Instructions to follow: Could you render every item below as a Markdown table with the columns Row and Line, one numbered row per line, skipping blank lines and leaving the pictures out?
* Start *
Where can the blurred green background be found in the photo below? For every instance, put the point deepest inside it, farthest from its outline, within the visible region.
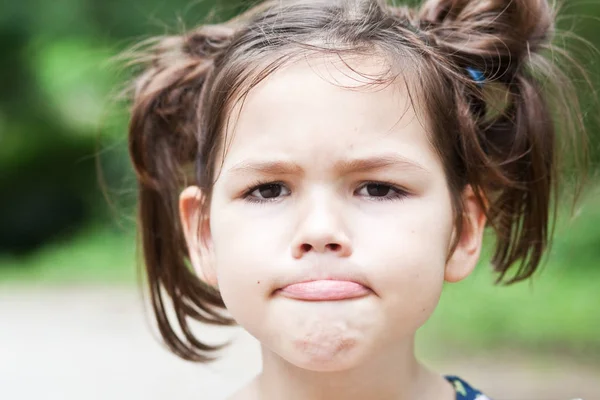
(61, 123)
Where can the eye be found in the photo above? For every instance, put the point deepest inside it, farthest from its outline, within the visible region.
(381, 191)
(266, 192)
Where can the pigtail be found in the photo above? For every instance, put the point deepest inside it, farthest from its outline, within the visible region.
(507, 149)
(163, 144)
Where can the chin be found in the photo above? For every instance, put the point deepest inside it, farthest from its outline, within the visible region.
(327, 355)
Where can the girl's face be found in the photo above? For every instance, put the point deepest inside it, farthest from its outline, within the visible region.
(322, 182)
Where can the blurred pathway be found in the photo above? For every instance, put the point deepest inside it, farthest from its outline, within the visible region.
(96, 343)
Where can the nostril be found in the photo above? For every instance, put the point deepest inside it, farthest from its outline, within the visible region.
(334, 246)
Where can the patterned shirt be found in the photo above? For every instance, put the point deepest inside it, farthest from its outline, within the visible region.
(464, 391)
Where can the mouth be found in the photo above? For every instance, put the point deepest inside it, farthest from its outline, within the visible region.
(324, 290)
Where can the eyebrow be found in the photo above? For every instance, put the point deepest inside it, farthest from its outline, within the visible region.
(273, 167)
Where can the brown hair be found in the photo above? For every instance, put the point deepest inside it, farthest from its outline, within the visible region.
(503, 146)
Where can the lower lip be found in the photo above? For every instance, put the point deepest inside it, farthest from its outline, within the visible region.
(324, 290)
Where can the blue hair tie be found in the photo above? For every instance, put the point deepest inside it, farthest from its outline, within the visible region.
(477, 75)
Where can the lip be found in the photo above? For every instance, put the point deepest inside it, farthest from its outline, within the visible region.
(324, 290)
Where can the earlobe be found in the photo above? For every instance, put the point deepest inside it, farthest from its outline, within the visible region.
(196, 228)
(466, 254)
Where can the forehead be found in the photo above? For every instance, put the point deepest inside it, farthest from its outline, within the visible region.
(325, 106)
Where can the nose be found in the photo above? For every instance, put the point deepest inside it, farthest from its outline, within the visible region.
(321, 229)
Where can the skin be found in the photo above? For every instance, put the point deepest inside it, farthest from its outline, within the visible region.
(385, 221)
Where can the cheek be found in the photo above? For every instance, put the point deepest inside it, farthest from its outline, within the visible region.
(243, 256)
(408, 254)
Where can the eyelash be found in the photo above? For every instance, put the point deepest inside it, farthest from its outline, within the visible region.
(397, 193)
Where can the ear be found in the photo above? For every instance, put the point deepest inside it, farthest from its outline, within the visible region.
(196, 228)
(466, 254)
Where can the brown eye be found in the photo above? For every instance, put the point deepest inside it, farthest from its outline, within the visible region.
(269, 191)
(381, 191)
(377, 190)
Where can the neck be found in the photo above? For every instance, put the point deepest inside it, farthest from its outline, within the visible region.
(391, 375)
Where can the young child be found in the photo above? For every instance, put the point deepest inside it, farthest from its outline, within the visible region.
(319, 169)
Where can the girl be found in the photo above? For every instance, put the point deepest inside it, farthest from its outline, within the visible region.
(340, 160)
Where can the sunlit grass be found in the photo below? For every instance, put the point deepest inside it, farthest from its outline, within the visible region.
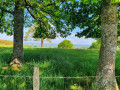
(53, 62)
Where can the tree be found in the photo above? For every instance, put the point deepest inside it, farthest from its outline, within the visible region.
(65, 44)
(37, 9)
(106, 67)
(38, 32)
(96, 45)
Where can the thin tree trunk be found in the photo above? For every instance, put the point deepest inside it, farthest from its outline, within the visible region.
(106, 69)
(18, 33)
(42, 42)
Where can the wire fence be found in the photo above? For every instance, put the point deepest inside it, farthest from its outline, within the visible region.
(14, 82)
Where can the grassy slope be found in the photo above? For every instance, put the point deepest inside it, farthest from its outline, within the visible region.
(56, 62)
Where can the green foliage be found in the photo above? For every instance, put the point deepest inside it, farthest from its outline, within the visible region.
(41, 31)
(6, 42)
(87, 16)
(95, 45)
(65, 44)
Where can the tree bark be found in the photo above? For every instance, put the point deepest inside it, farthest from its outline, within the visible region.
(18, 33)
(42, 42)
(106, 68)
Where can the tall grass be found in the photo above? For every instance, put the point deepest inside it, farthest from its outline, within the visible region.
(53, 63)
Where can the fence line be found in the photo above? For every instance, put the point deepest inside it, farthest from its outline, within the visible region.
(50, 77)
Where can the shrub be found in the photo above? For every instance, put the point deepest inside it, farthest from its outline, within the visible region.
(65, 44)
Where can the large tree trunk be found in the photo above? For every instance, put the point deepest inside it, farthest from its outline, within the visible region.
(18, 33)
(42, 42)
(106, 69)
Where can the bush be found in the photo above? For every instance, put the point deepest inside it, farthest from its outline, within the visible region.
(65, 44)
(95, 45)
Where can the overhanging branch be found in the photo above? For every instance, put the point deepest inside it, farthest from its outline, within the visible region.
(4, 10)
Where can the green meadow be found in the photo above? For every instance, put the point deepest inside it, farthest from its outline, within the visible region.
(53, 62)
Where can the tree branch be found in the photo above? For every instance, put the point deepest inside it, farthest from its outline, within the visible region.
(4, 10)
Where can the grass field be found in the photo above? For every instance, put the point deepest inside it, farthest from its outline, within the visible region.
(53, 63)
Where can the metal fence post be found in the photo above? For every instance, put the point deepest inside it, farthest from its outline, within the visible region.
(36, 78)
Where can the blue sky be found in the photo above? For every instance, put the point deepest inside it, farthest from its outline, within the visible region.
(75, 40)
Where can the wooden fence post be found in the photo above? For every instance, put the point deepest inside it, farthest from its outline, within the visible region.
(36, 78)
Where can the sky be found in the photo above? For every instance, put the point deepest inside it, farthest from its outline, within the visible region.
(75, 40)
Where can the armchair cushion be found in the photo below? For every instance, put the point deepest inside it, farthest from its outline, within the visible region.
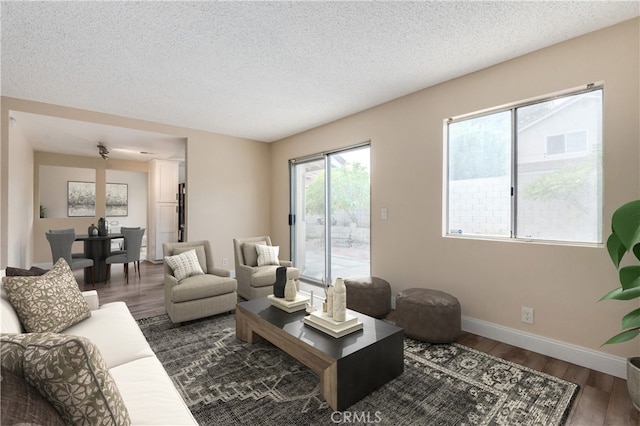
* End *
Solution:
| Row | Line |
|---|---|
| 1 | Where can the blurred green background be found in the photo below? For every instance, put the point deepest inside it, farthest from its outline, within the visible region. |
| 2 | (61, 123) |
| 3 | Where can the eye be found in the photo above? For every instance, put the point deepest inside it, farthest from its outline, within the visible region. |
| 4 | (381, 191) |
| 5 | (266, 192) |
| 6 | Where can the pigtail be found in the photo above? For every instance, put the point deepest inside it, farthest from its outline, within the visible region. |
| 7 | (507, 149) |
| 8 | (163, 144) |
| 9 | Where can the chin be found in the photo above? For every instance, put the point deepest inside it, farthest from its outline, within the visible region. |
| 10 | (327, 355) |
| 11 | Where can the girl's face be found in the photo above? For every instance, put the point deepest inside it, farthest from its outline, within the visible region. |
| 12 | (322, 182) |
| 13 | Where can the blurred pathway be found in the photo above? For every instance, put the point deepest inside it, farthest from its outline, within the visible region. |
| 14 | (96, 343) |
| 15 | Where can the nostril be found in the photo above? For every instance, put the point deepest inside it, farthest from its outline, within the visible region. |
| 16 | (334, 246) |
| 17 | Where can the patterned shirt be found in the photo above? For every instance, put the point deepest inside it, farthest from its outline, within the visible region. |
| 18 | (464, 391) |
| 19 | Where can the mouth be found in the photo above? For every instance, put the point deepest inside it, farthest from its outline, within the visible region. |
| 20 | (324, 290) |
| 21 | Where can the eyebrow be found in the photo above? For every instance, put the point deepest inside it, farthest from its outline, within the visible region. |
| 22 | (273, 167) |
| 23 | Where can the brown hair be found in the photo above? For every instance, put the point deepest inside it, farthest from its outline, within the visible region. |
| 24 | (503, 146) |
| 25 | Where can the lower lip be found in the photo above? For every instance, put the point deepest inside it, farthest from its outline, within the visible region. |
| 26 | (324, 290) |
| 27 | Where can the blue hair tie be found in the photo above? For every instance, put the point deepest inside it, farthest from its outline, within the visible region. |
| 28 | (477, 75) |
| 29 | Where can the lip be found in the photo above? For every instance, put the point deepest inside it, farthest from its outline, within the visible region. |
| 30 | (324, 290) |
| 31 | Where can the earlobe be found in the photo above? For every instance, put the point deepest inside it, farthest from its outline, within the visible region. |
| 32 | (196, 228) |
| 33 | (466, 254) |
| 34 | Where can the forehead be found in the photo above? For every instance, put the point deepest inside it, farthest from its outline, within the visible region. |
| 35 | (325, 106) |
| 36 | Where can the nose be found in the photo above? For every instance, put the point deepest inside it, farthest from its outline, within the visible region. |
| 37 | (321, 229) |
| 38 | Where can the skin be found in the photo above? For every instance, put the point deepest inside it, farthest from its outline, within the visible region. |
| 39 | (385, 221) |
| 40 | Where can the cheek be found in the photo above? For every instance, put the point deepest inside it, farthest from its outline, within the visible region. |
| 41 | (243, 256) |
| 42 | (408, 254) |
| 43 | Where can the eyelash be found in the photo above? For every instance, put the point deepest inside it, farthest from its outline, within the visible region. |
| 44 | (397, 193) |
| 45 | Where can the ear be found in the photo above? For every instance, put the point deepest inside it, farthest from its outline, within the visible region. |
| 46 | (196, 228) |
| 47 | (466, 254) |
| 48 | Where can the brown eye be found in the photo above? For every instance, put the point deepest inside it, farthest from its outline, within the visible region. |
| 49 | (269, 191) |
| 50 | (381, 191) |
| 51 | (377, 190) |
| 52 | Where can the neck be found in the photo above? For every instance, put the point deepest inside it, farthest from its outline, within the visible region. |
| 53 | (391, 375) |
| 54 | Where can the young child be found in the photo above? For every instance, put the point deepest inside it, farthest from its outline, within the visible region. |
| 55 | (319, 169) |
| 56 | Where can the girl be found in the photo above? For every instance, put the point deepest inside it, farthest from its outline, within the visible region. |
| 57 | (340, 160) |
| 58 | Where can the sunlit grass be found in the photo below? For every instance, put the point deepest inside it, farthest from its outline, within the visible region. |
| 59 | (53, 62) |
| 60 | Where can the tree be found in the photo above? For every instance, put the point deepest inside it, farthest from its outline, within the visible region. |
| 61 | (65, 44) |
| 62 | (37, 9) |
| 63 | (106, 67) |
| 64 | (38, 32) |
| 65 | (96, 45) |
| 66 | Where can the thin tree trunk be found in the photo above? For every instance, put the point deepest inside it, farthest from its outline, within the visible region. |
| 67 | (106, 69) |
| 68 | (18, 33) |
| 69 | (42, 42) |
| 70 | Where can the wire fence be found in the photo above? For every instance, put the point deepest inside it, farthest from its outline, within the visible region. |
| 71 | (14, 82) |
| 72 | Where can the grassy slope be found in the photo above? For every instance, put the point deepest inside it, farthest from its outline, within the visible region. |
| 73 | (56, 62) |
| 74 | Where can the green foliage be found in the photo above? For every instance, put the point deepest inside it, farthest from its outline, within the visible region. |
| 75 | (41, 31) |
| 76 | (6, 42) |
| 77 | (87, 16) |
| 78 | (95, 45) |
| 79 | (65, 44) |
| 80 | Where can the tree bark be found in the photo above? For every instance, put the point deepest inside it, farthest from its outline, within the visible region. |
| 81 | (18, 33) |
| 82 | (42, 42) |
| 83 | (106, 68) |
| 84 | Where can the tall grass be found in the photo above? For every instance, put the point deepest inside it, farthest from its outline, within the visible region. |
| 85 | (53, 63) |
| 86 | Where can the fence line be found in the photo above? For every instance, put the point deepest inside it, farthest from its outline, within the visible region. |
| 87 | (50, 77) |
| 88 | Where can the shrub be found in the photo above? For every instance, put the point deepest inside it, farthest from its outline, within the visible region. |
| 89 | (65, 44) |
| 90 | Where can the large tree trunk be found in the photo above? For every instance, put the point deepest inside it, farthest from its outline, within the visible region. |
| 91 | (18, 33) |
| 92 | (42, 42) |
| 93 | (106, 69) |
| 94 | Where can the bush be found in the photo above? For every instance, put the point deepest inside it, farthest from its outline, within the visible region. |
| 95 | (65, 44) |
| 96 | (95, 45) |
| 97 | Where can the overhanging branch be found in the photo above? For every instance, put the point deepest inside it, farthest from its outline, within the visible region. |
| 98 | (4, 10) |
| 99 | Where can the green meadow be found in the photo above? For every instance, put the point deepest inside it, farthest from its outline, within the visible region. |
| 100 | (53, 62) |
| 101 | Where can the tree branch be found in the photo above? For every instance, put the point deepest inside it, farthest from its outline, within the visible region. |
| 102 | (4, 10) |
| 103 | Where can the grass field be found in the photo above? For every instance, put the point deepest inside it, farthest from its outline, within the visible region. |
| 104 | (53, 63) |
| 105 | Where can the metal fence post be found in the photo above? For every instance, put the point deepest inside it, farthest from its outline, within the visible region. |
| 106 | (36, 78) |
| 107 | Where can the blue sky be found in the photo above? For every instance, put the point deepest inside it, farthest from its outline, within the visible region. |
| 108 | (75, 40) |
| 109 | Where can the wooden fence post be found in the photo above? For every instance, put the point deepest inside it, farthest from its outline, within the visible region. |
| 110 | (36, 78) |
| 111 | Where can the sky be found in the photo above? For every instance, put the point deepest inside it, farthest from its outline, within the visible region. |
| 112 | (75, 40) |
| 113 | Where can the armchair cushion be found in the photo below? For every instance, put the point deepest inside it, farthest from its outline, within the visible region. |